Copy the rows below word for word, starting at the row that contains "grassy slope reside?" and ending at the row that contains "[6,79,443,287]".

# INPUT DATA
**********

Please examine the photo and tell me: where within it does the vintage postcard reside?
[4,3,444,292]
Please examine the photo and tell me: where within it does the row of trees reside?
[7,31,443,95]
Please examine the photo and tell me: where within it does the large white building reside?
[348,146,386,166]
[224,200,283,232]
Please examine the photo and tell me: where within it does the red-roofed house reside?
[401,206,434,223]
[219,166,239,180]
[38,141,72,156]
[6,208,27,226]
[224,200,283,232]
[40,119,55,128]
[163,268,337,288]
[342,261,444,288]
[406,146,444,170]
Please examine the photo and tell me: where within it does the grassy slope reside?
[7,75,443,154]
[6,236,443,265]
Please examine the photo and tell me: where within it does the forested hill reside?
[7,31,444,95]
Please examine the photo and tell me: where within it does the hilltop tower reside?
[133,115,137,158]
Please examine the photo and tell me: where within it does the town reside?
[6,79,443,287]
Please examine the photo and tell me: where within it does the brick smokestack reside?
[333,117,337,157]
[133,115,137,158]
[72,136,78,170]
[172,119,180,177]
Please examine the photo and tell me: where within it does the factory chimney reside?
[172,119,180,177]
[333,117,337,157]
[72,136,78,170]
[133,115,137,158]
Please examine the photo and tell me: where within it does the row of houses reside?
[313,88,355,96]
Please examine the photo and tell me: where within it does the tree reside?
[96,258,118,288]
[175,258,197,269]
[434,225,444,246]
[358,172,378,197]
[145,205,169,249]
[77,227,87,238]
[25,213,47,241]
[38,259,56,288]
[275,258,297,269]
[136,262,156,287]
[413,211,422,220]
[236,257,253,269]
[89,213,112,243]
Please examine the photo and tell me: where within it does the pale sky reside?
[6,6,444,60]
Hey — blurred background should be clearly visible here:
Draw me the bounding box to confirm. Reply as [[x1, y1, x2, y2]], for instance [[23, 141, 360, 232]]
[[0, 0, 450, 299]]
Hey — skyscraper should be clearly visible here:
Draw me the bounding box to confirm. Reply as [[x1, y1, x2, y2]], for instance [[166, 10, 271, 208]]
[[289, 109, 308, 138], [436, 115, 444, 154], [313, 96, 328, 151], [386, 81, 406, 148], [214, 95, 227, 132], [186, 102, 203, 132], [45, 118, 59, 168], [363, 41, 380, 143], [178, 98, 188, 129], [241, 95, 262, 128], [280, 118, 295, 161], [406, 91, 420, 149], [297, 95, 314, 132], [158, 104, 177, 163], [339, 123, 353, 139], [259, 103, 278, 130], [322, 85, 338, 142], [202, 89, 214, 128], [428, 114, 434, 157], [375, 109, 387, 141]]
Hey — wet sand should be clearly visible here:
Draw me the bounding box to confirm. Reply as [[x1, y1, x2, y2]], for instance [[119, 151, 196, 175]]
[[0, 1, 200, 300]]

**********

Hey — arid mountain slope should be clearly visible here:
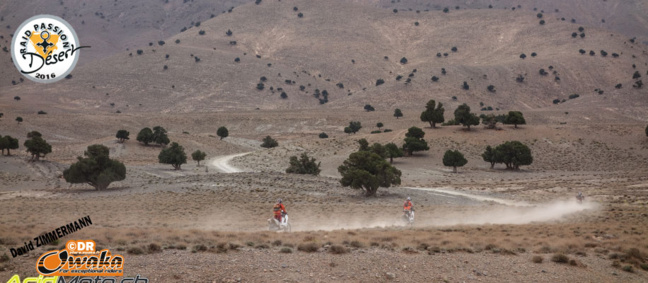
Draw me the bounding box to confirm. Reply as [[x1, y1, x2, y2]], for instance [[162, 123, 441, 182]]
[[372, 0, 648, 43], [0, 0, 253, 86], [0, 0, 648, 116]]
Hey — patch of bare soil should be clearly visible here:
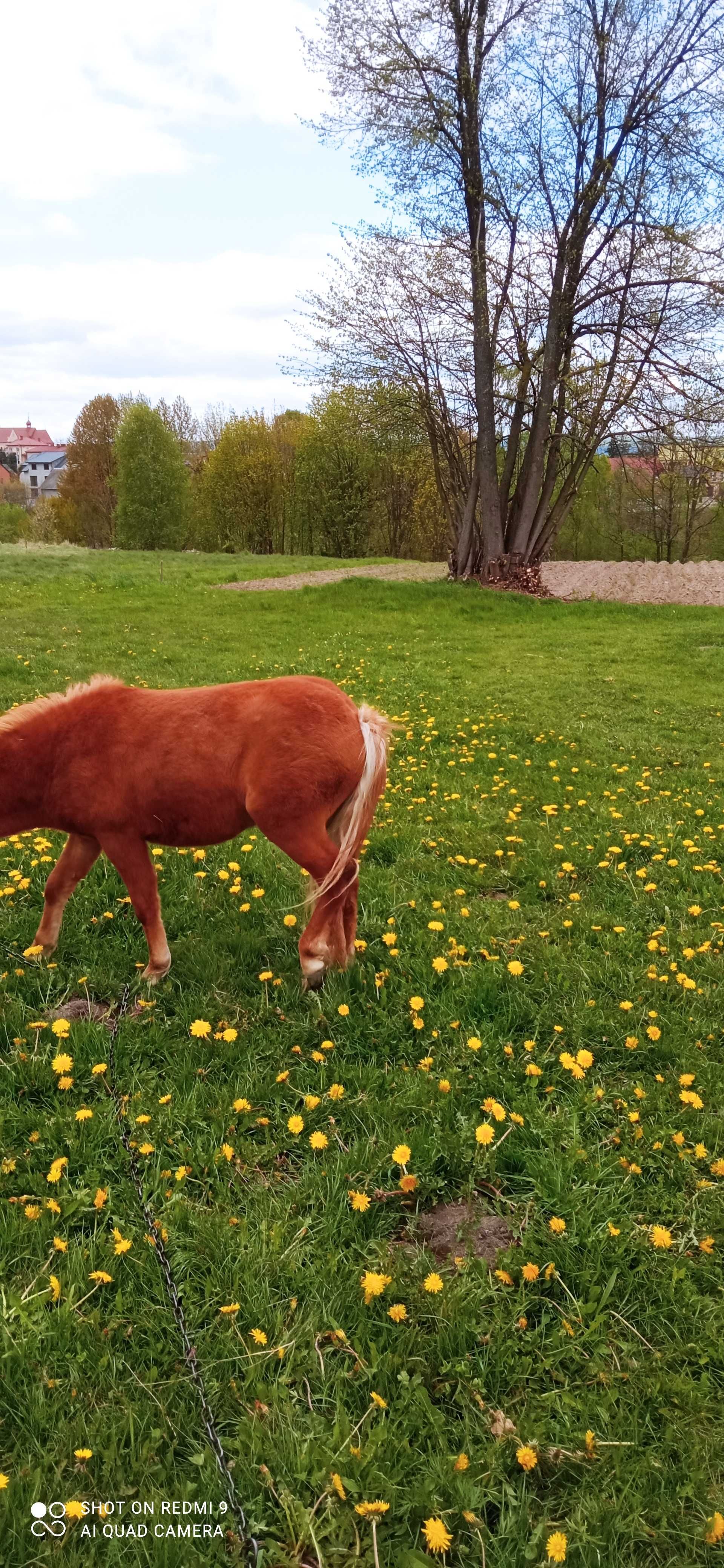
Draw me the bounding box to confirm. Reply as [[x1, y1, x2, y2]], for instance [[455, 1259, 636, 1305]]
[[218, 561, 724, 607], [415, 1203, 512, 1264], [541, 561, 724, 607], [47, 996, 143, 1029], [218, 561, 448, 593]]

**********

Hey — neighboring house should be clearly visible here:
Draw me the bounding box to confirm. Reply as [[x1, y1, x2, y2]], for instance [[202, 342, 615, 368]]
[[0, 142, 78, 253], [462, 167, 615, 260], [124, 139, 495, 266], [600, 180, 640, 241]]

**********

# REPLY TO THE EXERCISE
Please examine the photo and tell me: where within it does the grassy slope reside?
[7,75,443,154]
[6,236,443,265]
Please examine the photo and tell me: where within it does the forested hill reside?
[7,31,444,95]
Please examine the photo and tell me: where within it does the hilltop tower reside?
[133,115,137,158]
Please examine the photo and tell me: where within it does the town reside?
[6,79,443,287]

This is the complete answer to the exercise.